§ Your objective: Format the lines of the records below, from the line with "of the sun in" up to and including the last line, as a Markdown table with the columns Row and Record line. Number each row and leave out blank lines.

━━━ Provided data ━━━

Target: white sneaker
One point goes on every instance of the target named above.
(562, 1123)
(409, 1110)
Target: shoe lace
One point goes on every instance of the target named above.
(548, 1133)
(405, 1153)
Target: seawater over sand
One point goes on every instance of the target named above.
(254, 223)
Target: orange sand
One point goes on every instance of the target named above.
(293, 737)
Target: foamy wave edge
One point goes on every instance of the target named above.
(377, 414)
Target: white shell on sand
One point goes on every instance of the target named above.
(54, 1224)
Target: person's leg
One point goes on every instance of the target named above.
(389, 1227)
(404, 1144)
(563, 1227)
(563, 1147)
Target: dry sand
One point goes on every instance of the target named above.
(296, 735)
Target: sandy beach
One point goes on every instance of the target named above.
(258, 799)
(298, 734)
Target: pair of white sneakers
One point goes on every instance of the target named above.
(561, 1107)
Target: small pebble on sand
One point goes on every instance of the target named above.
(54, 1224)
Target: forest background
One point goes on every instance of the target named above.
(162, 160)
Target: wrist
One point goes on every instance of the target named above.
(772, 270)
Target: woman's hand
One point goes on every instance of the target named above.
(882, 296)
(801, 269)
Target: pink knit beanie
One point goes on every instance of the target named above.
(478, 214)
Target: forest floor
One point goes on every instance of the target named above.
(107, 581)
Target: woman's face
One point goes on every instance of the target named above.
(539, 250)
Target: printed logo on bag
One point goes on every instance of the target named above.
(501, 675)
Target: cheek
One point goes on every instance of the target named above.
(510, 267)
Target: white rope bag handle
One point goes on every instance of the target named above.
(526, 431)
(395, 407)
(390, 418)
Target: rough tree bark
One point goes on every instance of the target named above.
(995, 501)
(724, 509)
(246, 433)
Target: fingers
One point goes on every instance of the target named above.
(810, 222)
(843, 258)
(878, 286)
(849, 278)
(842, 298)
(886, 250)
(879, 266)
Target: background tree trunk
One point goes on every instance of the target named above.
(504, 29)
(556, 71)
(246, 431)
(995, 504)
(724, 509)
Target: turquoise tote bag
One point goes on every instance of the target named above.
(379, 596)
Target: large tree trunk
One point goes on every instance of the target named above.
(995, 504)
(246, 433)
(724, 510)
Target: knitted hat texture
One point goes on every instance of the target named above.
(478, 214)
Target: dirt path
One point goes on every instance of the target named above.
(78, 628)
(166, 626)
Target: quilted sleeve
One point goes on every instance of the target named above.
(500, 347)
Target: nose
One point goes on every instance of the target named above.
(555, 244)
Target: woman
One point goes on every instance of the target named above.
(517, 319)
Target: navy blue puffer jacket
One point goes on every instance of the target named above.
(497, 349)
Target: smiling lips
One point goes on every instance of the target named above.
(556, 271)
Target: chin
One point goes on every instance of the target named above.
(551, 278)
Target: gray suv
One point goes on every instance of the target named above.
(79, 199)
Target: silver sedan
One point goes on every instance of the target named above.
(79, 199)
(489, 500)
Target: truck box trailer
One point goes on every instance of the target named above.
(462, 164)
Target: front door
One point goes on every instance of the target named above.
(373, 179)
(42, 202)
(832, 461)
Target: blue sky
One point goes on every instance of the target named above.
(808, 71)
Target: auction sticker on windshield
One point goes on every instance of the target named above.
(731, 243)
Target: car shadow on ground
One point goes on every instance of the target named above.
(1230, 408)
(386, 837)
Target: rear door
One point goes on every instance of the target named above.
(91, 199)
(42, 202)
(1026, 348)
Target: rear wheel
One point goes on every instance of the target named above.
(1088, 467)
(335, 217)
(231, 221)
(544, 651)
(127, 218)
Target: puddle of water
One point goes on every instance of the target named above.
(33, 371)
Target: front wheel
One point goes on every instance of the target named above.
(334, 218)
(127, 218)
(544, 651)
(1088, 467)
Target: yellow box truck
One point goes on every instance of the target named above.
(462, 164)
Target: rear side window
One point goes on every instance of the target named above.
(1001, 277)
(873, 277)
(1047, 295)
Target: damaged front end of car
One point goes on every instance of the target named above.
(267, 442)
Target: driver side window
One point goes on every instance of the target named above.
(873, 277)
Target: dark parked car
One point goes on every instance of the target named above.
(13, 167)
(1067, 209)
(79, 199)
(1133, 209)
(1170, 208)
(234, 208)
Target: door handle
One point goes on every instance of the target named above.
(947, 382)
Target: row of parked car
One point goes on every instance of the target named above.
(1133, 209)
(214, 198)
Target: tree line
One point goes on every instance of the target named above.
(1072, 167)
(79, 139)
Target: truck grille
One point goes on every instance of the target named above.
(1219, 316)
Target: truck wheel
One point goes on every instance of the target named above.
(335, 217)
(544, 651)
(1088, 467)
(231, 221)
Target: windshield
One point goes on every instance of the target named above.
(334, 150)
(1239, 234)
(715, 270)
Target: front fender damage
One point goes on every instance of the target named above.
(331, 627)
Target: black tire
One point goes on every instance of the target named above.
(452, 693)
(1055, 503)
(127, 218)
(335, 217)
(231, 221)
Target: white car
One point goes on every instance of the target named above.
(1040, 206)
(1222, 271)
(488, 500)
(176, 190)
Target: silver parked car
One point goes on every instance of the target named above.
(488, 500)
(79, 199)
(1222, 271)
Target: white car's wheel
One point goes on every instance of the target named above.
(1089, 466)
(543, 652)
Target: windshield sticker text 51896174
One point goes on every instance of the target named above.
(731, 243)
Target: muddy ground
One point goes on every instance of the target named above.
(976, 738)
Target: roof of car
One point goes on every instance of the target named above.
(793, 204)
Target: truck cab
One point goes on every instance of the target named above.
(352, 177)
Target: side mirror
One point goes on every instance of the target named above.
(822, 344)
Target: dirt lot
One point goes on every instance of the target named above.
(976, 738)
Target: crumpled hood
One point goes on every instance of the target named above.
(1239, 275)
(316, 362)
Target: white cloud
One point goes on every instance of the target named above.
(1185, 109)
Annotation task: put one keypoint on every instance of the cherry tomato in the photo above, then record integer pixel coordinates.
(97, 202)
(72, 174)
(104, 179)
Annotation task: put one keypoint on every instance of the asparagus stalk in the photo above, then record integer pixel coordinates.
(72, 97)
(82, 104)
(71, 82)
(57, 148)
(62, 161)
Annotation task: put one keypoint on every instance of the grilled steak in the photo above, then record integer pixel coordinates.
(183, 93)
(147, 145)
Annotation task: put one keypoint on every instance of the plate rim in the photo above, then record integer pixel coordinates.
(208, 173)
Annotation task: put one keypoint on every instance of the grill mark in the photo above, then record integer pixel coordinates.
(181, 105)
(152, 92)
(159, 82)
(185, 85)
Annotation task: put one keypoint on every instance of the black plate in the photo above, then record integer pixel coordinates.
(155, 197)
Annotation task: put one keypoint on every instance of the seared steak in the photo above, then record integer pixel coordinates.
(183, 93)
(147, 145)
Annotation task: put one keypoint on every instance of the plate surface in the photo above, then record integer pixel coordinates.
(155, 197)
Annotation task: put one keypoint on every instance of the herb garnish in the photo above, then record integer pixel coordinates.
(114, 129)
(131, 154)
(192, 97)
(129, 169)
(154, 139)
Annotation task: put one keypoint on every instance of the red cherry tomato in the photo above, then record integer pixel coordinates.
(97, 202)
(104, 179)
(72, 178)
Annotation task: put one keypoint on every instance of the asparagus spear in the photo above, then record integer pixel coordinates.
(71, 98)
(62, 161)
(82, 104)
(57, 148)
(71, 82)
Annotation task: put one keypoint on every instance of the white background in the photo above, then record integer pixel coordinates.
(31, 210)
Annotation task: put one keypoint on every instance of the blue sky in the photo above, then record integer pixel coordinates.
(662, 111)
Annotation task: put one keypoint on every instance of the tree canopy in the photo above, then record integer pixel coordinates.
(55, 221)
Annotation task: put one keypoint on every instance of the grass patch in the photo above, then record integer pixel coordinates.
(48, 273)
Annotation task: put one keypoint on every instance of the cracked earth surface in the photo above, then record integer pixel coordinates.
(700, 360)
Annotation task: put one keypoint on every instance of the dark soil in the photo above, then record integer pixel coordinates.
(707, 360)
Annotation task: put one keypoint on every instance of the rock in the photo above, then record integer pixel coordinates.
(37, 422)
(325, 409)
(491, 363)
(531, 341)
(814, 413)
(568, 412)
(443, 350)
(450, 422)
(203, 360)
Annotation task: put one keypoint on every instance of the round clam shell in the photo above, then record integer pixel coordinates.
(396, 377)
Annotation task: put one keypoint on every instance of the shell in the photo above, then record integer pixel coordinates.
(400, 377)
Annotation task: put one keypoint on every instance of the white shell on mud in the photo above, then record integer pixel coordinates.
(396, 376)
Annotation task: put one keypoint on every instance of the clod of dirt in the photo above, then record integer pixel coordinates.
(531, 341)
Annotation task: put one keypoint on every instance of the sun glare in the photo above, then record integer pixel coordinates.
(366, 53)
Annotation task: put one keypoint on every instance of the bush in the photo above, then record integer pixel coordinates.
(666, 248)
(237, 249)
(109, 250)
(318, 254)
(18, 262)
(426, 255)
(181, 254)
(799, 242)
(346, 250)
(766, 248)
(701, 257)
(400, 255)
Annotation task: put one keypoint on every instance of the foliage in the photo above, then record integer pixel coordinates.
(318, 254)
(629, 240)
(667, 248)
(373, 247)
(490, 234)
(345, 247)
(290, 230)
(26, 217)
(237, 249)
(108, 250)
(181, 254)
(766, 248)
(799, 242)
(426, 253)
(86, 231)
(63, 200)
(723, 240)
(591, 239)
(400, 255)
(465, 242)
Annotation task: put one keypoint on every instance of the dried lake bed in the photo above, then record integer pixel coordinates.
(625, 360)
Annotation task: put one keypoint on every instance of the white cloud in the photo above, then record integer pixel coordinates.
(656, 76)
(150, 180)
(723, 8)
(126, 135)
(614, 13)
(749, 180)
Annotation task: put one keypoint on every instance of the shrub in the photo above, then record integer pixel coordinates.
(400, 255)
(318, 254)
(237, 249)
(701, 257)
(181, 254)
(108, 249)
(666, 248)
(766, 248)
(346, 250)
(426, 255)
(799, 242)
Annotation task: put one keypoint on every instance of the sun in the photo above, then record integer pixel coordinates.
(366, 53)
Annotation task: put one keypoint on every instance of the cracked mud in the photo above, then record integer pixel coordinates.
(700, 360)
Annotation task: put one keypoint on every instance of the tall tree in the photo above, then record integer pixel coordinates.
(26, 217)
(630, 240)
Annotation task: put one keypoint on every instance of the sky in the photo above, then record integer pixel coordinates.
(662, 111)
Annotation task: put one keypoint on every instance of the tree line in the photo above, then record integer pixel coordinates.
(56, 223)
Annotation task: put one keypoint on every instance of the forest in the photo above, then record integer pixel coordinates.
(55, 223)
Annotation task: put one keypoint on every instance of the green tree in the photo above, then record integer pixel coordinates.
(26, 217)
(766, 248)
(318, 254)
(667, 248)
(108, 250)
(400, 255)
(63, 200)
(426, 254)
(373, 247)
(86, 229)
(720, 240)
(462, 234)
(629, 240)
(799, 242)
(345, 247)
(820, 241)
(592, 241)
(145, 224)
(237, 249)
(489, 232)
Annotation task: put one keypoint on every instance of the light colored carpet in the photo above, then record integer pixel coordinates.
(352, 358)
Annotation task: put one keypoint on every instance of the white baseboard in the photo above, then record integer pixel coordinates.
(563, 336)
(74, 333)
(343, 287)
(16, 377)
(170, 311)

━━━

§ Exercise result:
| Row | Record line |
|---|---|
| 1 | Annotation task: put one keypoint on every instance of the sun in the photo above, then record integer pixel coordinates. |
| 2 | (366, 53) |
| 3 | Annotation task: put one keypoint on every instance of the cracked mud in the photo above, then record integer pixel coordinates. |
| 4 | (700, 360) |
| 5 | Annotation task: put one keypoint on every instance of the tall tree in the photo above, then record integer pixel coordinates. |
| 6 | (26, 217) |
| 7 | (630, 240) |
| 8 | Annotation task: put one keypoint on every instance of the sky in the photo above, then record integer pixel coordinates. |
| 9 | (662, 111) |
| 10 | Annotation task: put one keypoint on every instance of the tree line in the photo above, then record integer pixel coordinates. |
| 11 | (56, 223) |
| 12 | Annotation task: put one keypoint on every instance of the forest in the photo above, then record integer pixel coordinates. |
| 13 | (55, 223) |
| 14 | Annotation task: put one keypoint on every instance of the green tree in the photo above, then record integer pixel coordinates. |
| 15 | (26, 217) |
| 16 | (766, 248) |
| 17 | (318, 254) |
| 18 | (667, 248) |
| 19 | (108, 250) |
| 20 | (400, 255) |
| 21 | (63, 200) |
| 22 | (426, 254) |
| 23 | (373, 247) |
| 24 | (86, 229) |
| 25 | (720, 240) |
| 26 | (462, 234) |
| 27 | (629, 240) |
| 28 | (799, 242) |
| 29 | (345, 247) |
| 30 | (820, 241) |
| 31 | (592, 241) |
| 32 | (145, 224) |
| 33 | (237, 249) |
| 34 | (489, 232) |
| 35 | Annotation task: put one keypoint on every instance of the light colored carpet in the photo above, then record integer pixel coordinates. |
| 36 | (352, 358) |
| 37 | Annotation task: put one keypoint on every instance of the white baseboard in the photo above, then record integer pixel coordinates. |
| 38 | (563, 336) |
| 39 | (74, 333) |
| 40 | (343, 287) |
| 41 | (16, 377) |
| 42 | (170, 311) |